* [Exercise aim]
Collect each line of the entries below that contains the string "target". Case counts.

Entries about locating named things
⟨
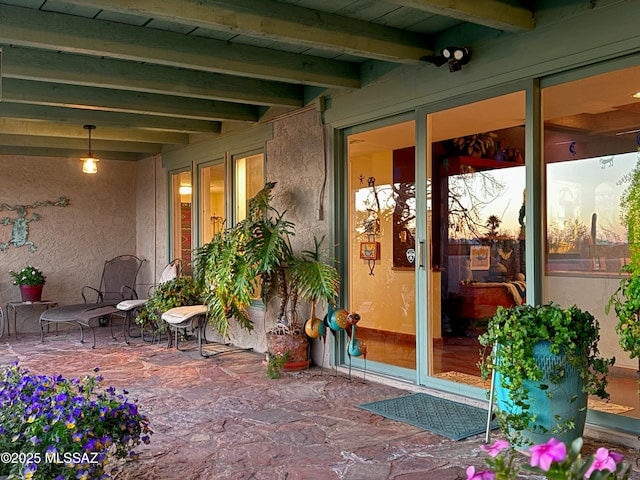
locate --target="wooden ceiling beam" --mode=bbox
[0,118,189,145]
[2,47,303,107]
[0,102,221,134]
[389,0,535,32]
[2,78,258,122]
[71,0,432,64]
[0,5,360,88]
[0,145,149,161]
[0,132,162,154]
⟩
* [Answer to the task]
locate --target="wooden ceiling beam" --mode=bbox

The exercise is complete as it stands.